### SHORT TASK
Copy the material from the line with "Find every occurrence of drooping" to the line with "146,593 -> 212,638", both lines included. Offset every box coordinate in the answers by adding 145, and leave the requests and their sample lines unchanged.

[Stored entries]

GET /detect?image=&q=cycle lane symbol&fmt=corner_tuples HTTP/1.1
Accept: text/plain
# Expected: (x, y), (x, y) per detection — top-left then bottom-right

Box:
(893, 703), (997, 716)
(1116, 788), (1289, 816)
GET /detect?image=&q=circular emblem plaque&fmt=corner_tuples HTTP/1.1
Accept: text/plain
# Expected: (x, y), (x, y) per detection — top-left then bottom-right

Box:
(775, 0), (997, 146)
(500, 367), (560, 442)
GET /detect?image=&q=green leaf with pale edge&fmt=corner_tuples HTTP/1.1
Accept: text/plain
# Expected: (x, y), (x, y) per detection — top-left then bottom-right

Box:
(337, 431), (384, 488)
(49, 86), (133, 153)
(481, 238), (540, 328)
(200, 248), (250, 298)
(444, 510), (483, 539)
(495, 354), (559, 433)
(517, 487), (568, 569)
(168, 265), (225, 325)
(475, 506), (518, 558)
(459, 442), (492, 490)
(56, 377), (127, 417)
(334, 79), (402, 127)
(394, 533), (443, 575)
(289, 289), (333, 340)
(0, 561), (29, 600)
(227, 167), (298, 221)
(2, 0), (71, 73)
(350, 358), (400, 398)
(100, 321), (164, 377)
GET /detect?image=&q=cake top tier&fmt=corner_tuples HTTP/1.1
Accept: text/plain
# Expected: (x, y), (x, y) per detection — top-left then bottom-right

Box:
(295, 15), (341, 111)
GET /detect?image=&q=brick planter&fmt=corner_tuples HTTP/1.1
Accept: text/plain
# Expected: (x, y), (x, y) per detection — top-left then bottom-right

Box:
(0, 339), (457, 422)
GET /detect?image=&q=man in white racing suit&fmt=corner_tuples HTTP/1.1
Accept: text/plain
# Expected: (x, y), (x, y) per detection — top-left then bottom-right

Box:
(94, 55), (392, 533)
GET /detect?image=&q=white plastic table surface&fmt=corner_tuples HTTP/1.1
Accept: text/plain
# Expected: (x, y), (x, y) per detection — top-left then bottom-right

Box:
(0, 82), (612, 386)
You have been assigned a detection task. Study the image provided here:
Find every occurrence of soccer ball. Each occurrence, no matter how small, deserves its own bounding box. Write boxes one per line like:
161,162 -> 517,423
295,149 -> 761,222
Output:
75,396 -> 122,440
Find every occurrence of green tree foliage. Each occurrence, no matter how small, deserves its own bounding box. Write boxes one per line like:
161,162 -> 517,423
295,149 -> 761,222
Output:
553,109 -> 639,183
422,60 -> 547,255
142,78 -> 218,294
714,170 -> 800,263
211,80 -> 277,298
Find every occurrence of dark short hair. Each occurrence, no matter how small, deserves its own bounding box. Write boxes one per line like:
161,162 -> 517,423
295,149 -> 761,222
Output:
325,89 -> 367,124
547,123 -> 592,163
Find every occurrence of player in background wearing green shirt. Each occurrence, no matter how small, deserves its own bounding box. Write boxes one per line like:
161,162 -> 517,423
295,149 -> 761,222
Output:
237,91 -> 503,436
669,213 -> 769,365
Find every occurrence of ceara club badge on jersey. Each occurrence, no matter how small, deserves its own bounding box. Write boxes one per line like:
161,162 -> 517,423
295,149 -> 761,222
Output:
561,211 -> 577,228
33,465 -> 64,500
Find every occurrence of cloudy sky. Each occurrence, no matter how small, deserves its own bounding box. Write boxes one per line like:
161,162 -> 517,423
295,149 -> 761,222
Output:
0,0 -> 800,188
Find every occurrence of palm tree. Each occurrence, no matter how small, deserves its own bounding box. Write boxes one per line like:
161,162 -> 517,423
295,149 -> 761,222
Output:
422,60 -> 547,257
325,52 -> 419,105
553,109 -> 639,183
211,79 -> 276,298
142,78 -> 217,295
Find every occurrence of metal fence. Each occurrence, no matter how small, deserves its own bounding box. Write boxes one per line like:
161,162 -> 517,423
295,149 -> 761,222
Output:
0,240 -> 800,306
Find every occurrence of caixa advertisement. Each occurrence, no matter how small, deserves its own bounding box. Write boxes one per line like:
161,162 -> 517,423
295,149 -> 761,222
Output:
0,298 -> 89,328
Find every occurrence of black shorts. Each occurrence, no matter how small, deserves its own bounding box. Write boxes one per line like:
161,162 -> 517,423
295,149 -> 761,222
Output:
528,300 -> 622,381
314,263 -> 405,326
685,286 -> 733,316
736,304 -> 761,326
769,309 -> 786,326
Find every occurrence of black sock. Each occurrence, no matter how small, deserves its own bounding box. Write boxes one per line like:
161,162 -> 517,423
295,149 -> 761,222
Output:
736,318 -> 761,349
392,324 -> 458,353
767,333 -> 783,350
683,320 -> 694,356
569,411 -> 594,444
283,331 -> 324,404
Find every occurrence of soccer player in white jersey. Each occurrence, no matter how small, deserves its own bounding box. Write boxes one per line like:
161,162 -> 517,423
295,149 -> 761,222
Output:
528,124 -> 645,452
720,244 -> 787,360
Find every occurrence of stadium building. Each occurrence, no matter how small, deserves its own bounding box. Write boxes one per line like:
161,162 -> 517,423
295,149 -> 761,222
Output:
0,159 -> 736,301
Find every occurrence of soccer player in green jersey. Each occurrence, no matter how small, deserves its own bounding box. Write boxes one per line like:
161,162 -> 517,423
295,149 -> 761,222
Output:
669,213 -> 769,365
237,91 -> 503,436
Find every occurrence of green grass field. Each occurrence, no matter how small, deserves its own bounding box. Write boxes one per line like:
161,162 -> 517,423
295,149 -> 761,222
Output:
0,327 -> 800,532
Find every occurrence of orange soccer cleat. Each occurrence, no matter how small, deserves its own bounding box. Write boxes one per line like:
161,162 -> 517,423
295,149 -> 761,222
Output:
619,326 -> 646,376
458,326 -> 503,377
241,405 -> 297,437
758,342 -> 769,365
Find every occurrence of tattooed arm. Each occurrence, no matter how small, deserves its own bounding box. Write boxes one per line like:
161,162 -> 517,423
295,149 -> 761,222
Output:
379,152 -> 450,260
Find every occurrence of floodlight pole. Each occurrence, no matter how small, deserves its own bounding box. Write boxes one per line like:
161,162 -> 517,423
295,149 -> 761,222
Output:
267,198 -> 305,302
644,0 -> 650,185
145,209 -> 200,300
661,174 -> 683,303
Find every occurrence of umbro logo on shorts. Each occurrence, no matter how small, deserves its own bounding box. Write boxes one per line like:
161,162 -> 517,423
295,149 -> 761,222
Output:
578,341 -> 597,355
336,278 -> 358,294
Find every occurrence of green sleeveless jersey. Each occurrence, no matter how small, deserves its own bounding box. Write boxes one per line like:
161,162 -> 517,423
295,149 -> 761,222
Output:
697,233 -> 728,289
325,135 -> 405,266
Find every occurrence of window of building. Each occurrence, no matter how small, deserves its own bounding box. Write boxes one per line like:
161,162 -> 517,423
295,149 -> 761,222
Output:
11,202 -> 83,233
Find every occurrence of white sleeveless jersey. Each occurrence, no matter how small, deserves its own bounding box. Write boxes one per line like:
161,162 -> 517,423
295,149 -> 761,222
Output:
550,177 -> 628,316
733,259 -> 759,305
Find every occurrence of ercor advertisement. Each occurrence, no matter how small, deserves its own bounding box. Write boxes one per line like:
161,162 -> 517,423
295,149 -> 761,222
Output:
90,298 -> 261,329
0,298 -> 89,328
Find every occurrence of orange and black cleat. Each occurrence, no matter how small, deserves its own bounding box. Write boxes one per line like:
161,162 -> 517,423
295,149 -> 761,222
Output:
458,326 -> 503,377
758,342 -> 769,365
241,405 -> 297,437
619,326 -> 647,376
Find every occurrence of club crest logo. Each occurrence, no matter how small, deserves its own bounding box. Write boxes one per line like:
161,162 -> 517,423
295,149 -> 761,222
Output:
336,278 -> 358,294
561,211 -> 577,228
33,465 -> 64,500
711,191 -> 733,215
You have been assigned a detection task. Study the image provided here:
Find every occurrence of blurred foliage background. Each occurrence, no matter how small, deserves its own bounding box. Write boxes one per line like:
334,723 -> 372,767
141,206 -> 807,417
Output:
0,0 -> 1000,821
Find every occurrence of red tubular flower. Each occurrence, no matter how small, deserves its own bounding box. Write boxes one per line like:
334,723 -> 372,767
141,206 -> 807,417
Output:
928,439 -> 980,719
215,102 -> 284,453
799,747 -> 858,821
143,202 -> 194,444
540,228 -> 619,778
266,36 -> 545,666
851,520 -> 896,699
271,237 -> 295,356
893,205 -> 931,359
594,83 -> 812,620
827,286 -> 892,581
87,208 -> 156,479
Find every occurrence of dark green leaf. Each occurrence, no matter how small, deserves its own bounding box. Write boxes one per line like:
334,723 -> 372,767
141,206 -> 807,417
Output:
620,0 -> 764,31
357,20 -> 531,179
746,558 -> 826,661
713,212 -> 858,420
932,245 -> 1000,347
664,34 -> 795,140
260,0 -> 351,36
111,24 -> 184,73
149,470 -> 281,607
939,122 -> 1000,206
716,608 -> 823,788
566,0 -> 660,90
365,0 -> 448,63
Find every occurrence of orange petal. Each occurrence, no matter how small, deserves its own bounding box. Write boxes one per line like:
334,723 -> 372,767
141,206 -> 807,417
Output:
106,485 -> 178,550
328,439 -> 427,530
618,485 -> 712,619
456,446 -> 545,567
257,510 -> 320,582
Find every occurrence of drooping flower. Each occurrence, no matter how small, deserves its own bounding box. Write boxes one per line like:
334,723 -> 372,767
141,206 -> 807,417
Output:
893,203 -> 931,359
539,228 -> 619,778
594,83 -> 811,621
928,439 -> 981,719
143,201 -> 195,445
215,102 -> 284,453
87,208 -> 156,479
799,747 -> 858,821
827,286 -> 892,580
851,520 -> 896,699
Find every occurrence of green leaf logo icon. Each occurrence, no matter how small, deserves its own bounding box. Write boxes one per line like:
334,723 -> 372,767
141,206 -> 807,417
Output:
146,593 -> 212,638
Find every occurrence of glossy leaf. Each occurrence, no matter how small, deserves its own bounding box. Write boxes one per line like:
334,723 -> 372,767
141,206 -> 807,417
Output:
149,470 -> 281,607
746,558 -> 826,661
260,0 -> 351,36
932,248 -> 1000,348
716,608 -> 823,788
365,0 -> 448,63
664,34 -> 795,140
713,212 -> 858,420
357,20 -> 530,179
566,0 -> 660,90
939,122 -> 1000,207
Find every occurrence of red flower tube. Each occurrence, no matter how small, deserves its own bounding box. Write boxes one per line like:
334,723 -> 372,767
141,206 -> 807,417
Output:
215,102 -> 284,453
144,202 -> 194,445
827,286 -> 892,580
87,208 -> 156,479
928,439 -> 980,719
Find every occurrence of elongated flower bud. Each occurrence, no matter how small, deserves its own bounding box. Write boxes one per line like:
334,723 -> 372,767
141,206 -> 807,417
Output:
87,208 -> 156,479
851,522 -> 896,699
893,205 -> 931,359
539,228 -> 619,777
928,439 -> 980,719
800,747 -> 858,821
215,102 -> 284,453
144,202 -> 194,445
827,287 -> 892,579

### SOLUTION BELOW
Find every occurrence of drooping flower. Each occurrence, no matter how small, deserves its own bounding box. Write boxes one per line like:
334,723 -> 372,767
141,206 -> 807,417
Output:
1038,348 -> 1076,504
684,373 -> 764,923
739,228 -> 956,766
1073,584 -> 1126,864
288,346 -> 340,590
360,247 -> 429,598
232,353 -> 301,624
944,892 -> 1003,966
972,431 -> 1037,725
996,665 -> 1041,844
Find every occurrence of green leaf logo icon. Each occurrence, no matter how small, deserves its own bounding box. Write boxes one per line like:
334,723 -> 372,767
141,206 -> 807,417
Output:
291,738 -> 357,783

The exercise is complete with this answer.